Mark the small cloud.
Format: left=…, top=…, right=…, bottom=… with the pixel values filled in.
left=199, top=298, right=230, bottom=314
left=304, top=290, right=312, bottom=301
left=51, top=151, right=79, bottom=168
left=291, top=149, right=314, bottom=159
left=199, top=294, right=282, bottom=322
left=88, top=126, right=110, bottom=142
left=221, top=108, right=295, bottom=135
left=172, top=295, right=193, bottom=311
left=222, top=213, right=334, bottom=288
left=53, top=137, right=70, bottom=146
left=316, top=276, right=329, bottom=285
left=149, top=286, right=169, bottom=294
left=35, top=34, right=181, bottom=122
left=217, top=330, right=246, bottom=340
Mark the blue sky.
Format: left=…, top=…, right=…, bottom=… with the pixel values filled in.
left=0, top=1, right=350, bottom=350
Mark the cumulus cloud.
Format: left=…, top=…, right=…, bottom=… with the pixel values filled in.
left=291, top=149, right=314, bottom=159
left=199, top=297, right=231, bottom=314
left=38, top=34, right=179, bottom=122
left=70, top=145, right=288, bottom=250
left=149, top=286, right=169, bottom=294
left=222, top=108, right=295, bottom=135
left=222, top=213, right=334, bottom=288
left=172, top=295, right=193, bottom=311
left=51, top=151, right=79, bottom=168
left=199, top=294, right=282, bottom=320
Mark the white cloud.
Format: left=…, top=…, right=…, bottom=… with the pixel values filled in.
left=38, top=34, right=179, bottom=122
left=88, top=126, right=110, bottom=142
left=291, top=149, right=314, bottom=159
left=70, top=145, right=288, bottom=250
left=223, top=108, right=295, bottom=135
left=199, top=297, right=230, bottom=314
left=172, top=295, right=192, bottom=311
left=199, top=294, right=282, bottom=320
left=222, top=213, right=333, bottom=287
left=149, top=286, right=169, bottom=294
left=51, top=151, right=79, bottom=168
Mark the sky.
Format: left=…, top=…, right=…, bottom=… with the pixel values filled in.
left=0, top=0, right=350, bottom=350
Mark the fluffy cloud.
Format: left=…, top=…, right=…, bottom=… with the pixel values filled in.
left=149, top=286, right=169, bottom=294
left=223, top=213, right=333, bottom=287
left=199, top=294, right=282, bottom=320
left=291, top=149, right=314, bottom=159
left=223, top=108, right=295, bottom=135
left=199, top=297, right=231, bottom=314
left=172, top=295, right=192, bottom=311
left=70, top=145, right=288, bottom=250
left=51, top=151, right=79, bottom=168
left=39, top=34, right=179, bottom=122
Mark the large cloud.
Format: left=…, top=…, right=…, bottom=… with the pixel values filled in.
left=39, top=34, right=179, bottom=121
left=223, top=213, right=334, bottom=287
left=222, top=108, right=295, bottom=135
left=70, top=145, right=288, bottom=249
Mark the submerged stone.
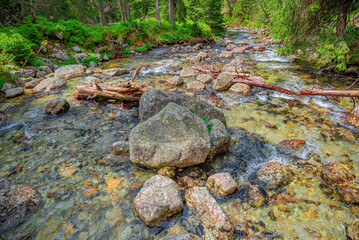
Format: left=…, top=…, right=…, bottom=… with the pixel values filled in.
left=185, top=187, right=234, bottom=240
left=133, top=175, right=183, bottom=226
left=129, top=103, right=210, bottom=168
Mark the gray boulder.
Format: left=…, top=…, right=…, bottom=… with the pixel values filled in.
left=129, top=103, right=211, bottom=168
left=133, top=175, right=183, bottom=226
left=213, top=73, right=235, bottom=92
left=1, top=83, right=14, bottom=92
left=185, top=187, right=234, bottom=240
left=34, top=77, right=66, bottom=92
left=5, top=87, right=24, bottom=98
left=209, top=119, right=231, bottom=156
left=55, top=64, right=85, bottom=80
left=139, top=88, right=226, bottom=125
left=45, top=98, right=70, bottom=115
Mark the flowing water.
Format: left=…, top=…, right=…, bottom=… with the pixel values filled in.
left=0, top=31, right=359, bottom=239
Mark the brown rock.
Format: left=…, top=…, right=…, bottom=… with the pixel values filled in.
left=229, top=83, right=252, bottom=95
left=197, top=74, right=213, bottom=83
left=185, top=187, right=234, bottom=240
left=133, top=175, right=183, bottom=226
left=279, top=139, right=305, bottom=151
left=257, top=162, right=293, bottom=190
left=207, top=172, right=237, bottom=196
left=186, top=81, right=206, bottom=91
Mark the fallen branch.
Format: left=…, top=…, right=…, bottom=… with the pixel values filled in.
left=75, top=82, right=147, bottom=102
left=233, top=79, right=359, bottom=98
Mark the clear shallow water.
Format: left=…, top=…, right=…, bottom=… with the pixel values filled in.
left=0, top=31, right=359, bottom=239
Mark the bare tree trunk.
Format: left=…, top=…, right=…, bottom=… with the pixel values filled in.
left=168, top=0, right=175, bottom=24
left=227, top=0, right=233, bottom=17
left=156, top=0, right=161, bottom=27
left=98, top=0, right=107, bottom=26
left=336, top=0, right=349, bottom=37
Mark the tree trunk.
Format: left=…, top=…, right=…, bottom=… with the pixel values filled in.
left=168, top=0, right=175, bottom=24
left=156, top=0, right=161, bottom=27
left=98, top=0, right=107, bottom=26
left=336, top=0, right=350, bottom=37
left=227, top=0, right=233, bottom=17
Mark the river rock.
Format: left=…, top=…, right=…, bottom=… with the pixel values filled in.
left=219, top=51, right=233, bottom=58
left=185, top=187, right=234, bottom=240
left=105, top=68, right=130, bottom=77
left=139, top=88, right=226, bottom=125
left=45, top=98, right=70, bottom=115
left=167, top=76, right=184, bottom=86
left=347, top=219, right=359, bottom=240
left=279, top=139, right=305, bottom=151
left=348, top=107, right=359, bottom=127
left=226, top=44, right=237, bottom=51
left=55, top=64, right=85, bottom=80
left=129, top=103, right=211, bottom=168
left=240, top=185, right=268, bottom=207
left=0, top=178, right=41, bottom=235
left=160, top=234, right=202, bottom=240
left=209, top=119, right=231, bottom=156
left=206, top=172, right=238, bottom=196
left=111, top=141, right=130, bottom=155
left=186, top=81, right=206, bottom=91
left=197, top=74, right=213, bottom=83
left=5, top=87, right=24, bottom=98
left=36, top=71, right=47, bottom=78
left=180, top=67, right=199, bottom=78
left=213, top=73, right=235, bottom=92
left=34, top=77, right=66, bottom=92
left=229, top=83, right=252, bottom=95
left=41, top=58, right=55, bottom=71
left=133, top=175, right=183, bottom=226
left=248, top=76, right=266, bottom=84
left=322, top=162, right=355, bottom=187
left=257, top=162, right=293, bottom=190
left=1, top=83, right=14, bottom=92
left=39, top=66, right=54, bottom=74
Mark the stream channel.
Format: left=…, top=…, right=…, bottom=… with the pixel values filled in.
left=0, top=30, right=359, bottom=240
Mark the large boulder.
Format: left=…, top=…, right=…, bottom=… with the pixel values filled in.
left=34, top=77, right=66, bottom=92
left=139, top=88, right=226, bottom=125
left=213, top=72, right=236, bottom=92
left=129, top=103, right=211, bottom=168
left=45, top=98, right=70, bottom=115
left=185, top=187, right=234, bottom=240
left=0, top=178, right=41, bottom=236
left=55, top=64, right=85, bottom=80
left=133, top=175, right=183, bottom=226
left=5, top=87, right=24, bottom=98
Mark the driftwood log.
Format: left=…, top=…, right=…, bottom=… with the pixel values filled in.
left=75, top=82, right=147, bottom=102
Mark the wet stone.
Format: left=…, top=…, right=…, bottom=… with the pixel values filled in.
left=5, top=87, right=24, bottom=98
left=229, top=83, right=252, bottom=95
left=129, top=103, right=210, bottom=168
left=133, top=175, right=183, bottom=226
left=213, top=73, right=235, bottom=92
left=207, top=173, right=237, bottom=196
left=186, top=81, right=206, bottom=91
left=257, top=162, right=293, bottom=190
left=167, top=76, right=184, bottom=86
left=160, top=234, right=201, bottom=240
left=240, top=185, right=268, bottom=207
left=197, top=74, right=213, bottom=83
left=279, top=139, right=305, bottom=151
left=45, top=98, right=70, bottom=115
left=185, top=187, right=234, bottom=240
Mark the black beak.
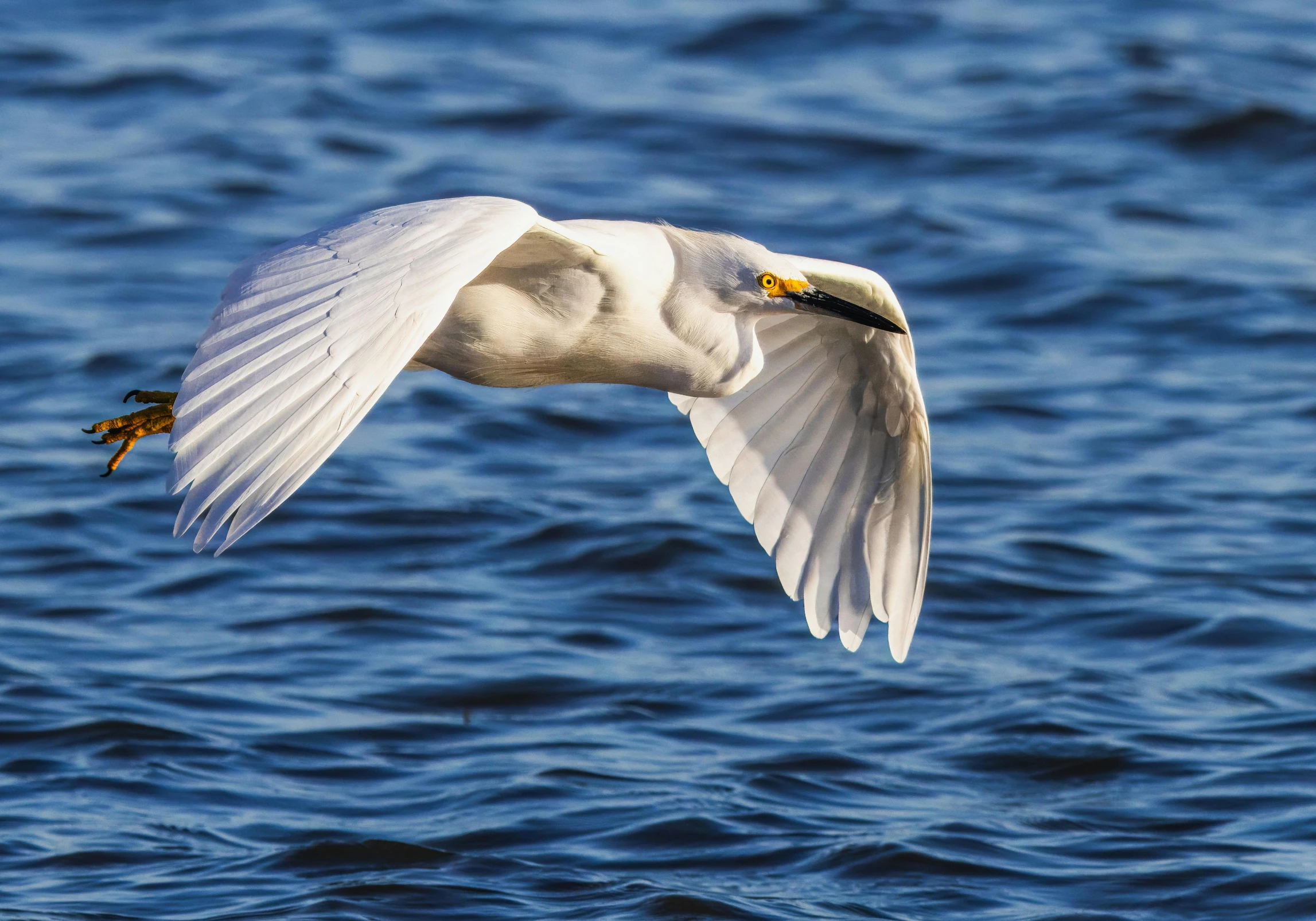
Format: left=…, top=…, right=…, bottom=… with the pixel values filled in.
left=784, top=284, right=908, bottom=335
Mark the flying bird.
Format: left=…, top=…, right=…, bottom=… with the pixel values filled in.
left=88, top=197, right=932, bottom=662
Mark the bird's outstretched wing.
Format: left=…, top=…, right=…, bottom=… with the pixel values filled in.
left=170, top=197, right=590, bottom=554
left=670, top=256, right=932, bottom=662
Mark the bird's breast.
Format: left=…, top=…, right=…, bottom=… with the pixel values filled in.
left=412, top=253, right=758, bottom=396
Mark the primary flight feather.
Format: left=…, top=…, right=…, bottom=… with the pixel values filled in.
left=94, top=197, right=932, bottom=662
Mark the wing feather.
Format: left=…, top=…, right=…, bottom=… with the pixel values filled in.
left=170, top=197, right=550, bottom=553
left=670, top=256, right=932, bottom=662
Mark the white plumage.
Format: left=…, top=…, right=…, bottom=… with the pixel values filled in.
left=170, top=197, right=932, bottom=661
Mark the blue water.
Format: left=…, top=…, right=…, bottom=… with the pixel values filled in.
left=0, top=0, right=1316, bottom=921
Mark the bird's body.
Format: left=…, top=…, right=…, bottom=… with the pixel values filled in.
left=98, top=198, right=932, bottom=661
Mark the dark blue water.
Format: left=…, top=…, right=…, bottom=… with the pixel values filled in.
left=0, top=0, right=1316, bottom=921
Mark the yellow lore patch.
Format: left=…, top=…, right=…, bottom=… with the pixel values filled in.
left=758, top=272, right=809, bottom=298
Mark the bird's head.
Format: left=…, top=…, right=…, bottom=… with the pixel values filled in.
left=687, top=234, right=905, bottom=334
left=754, top=270, right=905, bottom=334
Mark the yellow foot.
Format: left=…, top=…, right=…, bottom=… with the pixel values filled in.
left=83, top=391, right=178, bottom=477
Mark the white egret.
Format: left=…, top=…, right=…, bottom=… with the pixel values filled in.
left=94, top=197, right=932, bottom=662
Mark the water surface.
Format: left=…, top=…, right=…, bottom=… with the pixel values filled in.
left=0, top=0, right=1316, bottom=921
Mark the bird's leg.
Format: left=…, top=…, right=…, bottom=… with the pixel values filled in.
left=83, top=391, right=178, bottom=477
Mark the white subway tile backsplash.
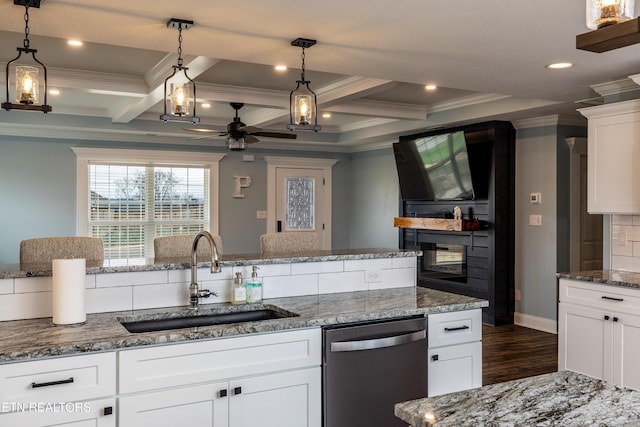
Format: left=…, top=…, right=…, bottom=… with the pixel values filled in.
left=391, top=257, right=416, bottom=268
left=0, top=279, right=14, bottom=294
left=15, top=276, right=53, bottom=294
left=85, top=286, right=133, bottom=313
left=262, top=274, right=318, bottom=298
left=96, top=270, right=169, bottom=288
left=318, top=271, right=367, bottom=294
left=0, top=292, right=53, bottom=321
left=369, top=267, right=416, bottom=290
left=291, top=261, right=344, bottom=275
left=344, top=258, right=393, bottom=271
left=0, top=254, right=420, bottom=320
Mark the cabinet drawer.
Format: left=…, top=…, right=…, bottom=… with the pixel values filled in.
left=428, top=309, right=482, bottom=348
left=0, top=352, right=116, bottom=410
left=559, top=279, right=640, bottom=314
left=118, top=328, right=322, bottom=394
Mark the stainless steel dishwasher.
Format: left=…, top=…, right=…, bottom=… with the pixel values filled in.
left=322, top=317, right=427, bottom=427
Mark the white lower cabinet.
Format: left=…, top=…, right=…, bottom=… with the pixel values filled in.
left=0, top=352, right=116, bottom=427
left=118, top=328, right=322, bottom=427
left=558, top=279, right=640, bottom=390
left=427, top=309, right=482, bottom=397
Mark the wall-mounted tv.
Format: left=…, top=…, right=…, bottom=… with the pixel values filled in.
left=393, top=131, right=476, bottom=200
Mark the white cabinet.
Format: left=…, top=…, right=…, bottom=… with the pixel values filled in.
left=0, top=352, right=116, bottom=427
left=558, top=279, right=640, bottom=390
left=579, top=100, right=640, bottom=214
left=427, top=309, right=482, bottom=397
left=118, top=328, right=322, bottom=427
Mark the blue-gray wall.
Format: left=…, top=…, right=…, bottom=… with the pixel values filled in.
left=0, top=136, right=360, bottom=265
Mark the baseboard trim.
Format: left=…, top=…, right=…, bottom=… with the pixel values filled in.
left=513, top=312, right=558, bottom=334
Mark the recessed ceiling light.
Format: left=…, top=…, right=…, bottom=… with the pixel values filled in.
left=547, top=62, right=573, bottom=70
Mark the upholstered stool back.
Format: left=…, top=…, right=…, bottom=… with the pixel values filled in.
left=260, top=231, right=320, bottom=255
left=20, top=237, right=104, bottom=271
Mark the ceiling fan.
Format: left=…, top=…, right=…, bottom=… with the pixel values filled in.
left=185, top=102, right=297, bottom=151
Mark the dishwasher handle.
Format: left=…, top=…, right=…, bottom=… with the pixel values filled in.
left=331, top=329, right=427, bottom=353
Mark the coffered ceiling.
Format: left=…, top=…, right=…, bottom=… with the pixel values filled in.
left=0, top=0, right=640, bottom=151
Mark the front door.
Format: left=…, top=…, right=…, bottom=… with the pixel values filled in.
left=276, top=168, right=325, bottom=248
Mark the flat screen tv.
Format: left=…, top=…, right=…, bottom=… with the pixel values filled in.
left=393, top=131, right=475, bottom=200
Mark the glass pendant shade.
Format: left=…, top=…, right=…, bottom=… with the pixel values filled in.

+++++

**EXERCISE OBJECTIVE:** How many lines of the entries above contain the word "feather"? Reply with the number only.

**SOLUTION:** 2